● Extracted records:
++++++++++

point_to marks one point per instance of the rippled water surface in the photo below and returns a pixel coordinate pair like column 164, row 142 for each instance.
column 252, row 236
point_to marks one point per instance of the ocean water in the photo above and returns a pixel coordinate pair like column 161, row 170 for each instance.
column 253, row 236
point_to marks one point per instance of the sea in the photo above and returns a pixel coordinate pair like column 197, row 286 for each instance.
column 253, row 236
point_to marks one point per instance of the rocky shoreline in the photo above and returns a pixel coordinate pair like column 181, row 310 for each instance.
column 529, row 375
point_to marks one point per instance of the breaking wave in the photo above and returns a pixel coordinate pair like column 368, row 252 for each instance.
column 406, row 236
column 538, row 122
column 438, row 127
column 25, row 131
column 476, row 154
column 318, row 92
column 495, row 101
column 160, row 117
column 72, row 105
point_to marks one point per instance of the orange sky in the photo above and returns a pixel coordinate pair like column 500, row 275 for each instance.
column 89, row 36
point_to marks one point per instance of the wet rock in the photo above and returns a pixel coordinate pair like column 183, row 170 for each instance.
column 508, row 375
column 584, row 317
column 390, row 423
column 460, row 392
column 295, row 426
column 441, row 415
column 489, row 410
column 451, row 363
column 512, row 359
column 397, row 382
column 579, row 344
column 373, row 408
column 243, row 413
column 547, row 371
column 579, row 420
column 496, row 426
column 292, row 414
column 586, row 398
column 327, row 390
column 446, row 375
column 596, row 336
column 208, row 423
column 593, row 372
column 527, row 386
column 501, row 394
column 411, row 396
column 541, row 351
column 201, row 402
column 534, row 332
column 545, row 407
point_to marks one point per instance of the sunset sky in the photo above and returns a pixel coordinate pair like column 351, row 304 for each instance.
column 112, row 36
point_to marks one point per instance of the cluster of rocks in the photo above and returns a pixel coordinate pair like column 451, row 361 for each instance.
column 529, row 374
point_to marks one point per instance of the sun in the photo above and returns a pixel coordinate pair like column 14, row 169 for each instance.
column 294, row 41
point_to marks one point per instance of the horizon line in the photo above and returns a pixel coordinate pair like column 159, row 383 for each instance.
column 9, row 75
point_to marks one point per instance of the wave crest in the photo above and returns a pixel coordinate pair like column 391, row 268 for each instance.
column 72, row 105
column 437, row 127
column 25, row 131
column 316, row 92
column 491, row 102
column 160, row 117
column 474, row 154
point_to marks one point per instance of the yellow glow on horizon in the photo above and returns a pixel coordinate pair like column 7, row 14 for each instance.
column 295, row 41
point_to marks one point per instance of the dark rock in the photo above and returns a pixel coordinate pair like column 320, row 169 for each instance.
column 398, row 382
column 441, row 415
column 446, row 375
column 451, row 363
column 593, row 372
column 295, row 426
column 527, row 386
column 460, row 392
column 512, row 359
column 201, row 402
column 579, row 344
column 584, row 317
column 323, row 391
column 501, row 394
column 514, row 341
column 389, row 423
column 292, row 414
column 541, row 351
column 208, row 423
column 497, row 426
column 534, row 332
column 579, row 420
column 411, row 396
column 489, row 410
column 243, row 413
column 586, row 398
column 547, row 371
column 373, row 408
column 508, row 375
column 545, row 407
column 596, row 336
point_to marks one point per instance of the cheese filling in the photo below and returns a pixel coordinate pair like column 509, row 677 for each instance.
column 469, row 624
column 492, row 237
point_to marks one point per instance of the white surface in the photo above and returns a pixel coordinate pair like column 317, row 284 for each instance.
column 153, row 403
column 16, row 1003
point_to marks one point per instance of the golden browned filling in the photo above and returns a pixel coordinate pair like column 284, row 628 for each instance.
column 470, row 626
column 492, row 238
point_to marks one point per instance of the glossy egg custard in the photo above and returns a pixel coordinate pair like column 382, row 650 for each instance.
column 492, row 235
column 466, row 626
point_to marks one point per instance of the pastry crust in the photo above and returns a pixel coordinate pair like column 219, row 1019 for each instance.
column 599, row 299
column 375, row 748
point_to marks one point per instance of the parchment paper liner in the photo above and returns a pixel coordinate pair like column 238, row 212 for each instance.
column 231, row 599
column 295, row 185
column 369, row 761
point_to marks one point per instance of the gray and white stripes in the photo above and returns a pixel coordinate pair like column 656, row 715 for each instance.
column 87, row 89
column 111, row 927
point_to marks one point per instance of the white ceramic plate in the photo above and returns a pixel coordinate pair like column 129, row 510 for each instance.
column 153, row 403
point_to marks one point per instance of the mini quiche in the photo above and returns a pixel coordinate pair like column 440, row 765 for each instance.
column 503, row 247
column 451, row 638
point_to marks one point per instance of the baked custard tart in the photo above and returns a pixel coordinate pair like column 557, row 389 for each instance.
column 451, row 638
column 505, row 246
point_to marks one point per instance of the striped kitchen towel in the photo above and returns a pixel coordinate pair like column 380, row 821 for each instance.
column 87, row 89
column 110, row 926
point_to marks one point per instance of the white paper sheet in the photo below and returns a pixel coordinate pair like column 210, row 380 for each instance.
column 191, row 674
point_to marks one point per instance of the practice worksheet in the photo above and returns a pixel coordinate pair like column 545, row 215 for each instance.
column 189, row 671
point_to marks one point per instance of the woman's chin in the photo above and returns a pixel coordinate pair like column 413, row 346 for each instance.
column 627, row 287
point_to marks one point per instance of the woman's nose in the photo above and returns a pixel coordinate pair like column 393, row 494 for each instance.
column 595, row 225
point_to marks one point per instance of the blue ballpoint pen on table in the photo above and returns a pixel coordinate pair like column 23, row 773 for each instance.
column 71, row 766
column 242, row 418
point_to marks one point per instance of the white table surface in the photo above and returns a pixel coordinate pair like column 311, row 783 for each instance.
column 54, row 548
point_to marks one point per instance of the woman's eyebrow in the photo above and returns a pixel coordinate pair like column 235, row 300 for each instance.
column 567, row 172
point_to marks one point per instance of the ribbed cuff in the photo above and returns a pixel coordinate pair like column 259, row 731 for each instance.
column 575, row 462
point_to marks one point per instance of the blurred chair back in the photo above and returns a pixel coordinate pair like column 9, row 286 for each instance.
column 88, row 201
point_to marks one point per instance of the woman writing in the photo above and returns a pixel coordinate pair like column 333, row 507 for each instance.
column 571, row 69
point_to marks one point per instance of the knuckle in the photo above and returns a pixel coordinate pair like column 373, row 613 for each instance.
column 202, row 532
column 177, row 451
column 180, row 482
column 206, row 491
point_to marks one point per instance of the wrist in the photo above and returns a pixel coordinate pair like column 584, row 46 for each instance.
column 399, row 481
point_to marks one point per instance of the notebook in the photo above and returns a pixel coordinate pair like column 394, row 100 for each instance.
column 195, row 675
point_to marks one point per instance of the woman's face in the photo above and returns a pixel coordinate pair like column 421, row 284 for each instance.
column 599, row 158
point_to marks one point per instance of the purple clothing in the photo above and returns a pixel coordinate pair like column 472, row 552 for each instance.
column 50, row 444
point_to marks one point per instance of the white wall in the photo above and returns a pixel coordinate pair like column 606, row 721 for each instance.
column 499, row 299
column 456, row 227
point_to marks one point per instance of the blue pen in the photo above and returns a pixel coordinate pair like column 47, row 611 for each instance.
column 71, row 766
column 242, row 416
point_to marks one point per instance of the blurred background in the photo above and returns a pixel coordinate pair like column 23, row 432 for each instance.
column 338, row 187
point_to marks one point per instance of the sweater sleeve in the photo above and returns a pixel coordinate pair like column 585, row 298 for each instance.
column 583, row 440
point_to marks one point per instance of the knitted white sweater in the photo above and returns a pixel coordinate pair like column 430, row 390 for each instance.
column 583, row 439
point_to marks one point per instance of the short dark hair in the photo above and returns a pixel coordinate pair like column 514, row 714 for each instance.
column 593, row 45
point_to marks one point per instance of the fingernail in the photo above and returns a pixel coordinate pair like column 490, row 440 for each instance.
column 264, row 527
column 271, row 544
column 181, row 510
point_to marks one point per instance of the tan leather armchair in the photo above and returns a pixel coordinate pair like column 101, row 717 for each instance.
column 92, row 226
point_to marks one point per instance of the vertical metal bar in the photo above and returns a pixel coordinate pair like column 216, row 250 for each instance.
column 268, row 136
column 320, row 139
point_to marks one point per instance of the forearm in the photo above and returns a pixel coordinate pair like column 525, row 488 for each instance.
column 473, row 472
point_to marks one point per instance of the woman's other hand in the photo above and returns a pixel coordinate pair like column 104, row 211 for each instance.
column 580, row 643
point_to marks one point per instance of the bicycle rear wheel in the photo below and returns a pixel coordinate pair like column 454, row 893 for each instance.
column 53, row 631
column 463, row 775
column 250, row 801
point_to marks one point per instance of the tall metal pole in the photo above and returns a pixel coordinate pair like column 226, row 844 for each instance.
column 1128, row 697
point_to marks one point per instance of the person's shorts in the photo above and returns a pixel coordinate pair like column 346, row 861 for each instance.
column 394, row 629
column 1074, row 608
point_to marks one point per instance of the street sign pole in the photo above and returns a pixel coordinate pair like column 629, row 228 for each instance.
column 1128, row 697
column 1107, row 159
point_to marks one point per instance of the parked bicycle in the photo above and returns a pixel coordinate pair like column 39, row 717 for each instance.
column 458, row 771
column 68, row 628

++++++++++

Switch "practice worksheet" to "exercise sheet" in the lines starting at the one that contains "point_to marks one point per instance of the practice" and ending at the one that contains "column 189, row 671". Give back only those lines, with everything else left unchanged.

point_to marks one point per instance of the exercise sheet in the photo above and returns a pixel coordinate pair like column 545, row 215 for each instance.
column 189, row 671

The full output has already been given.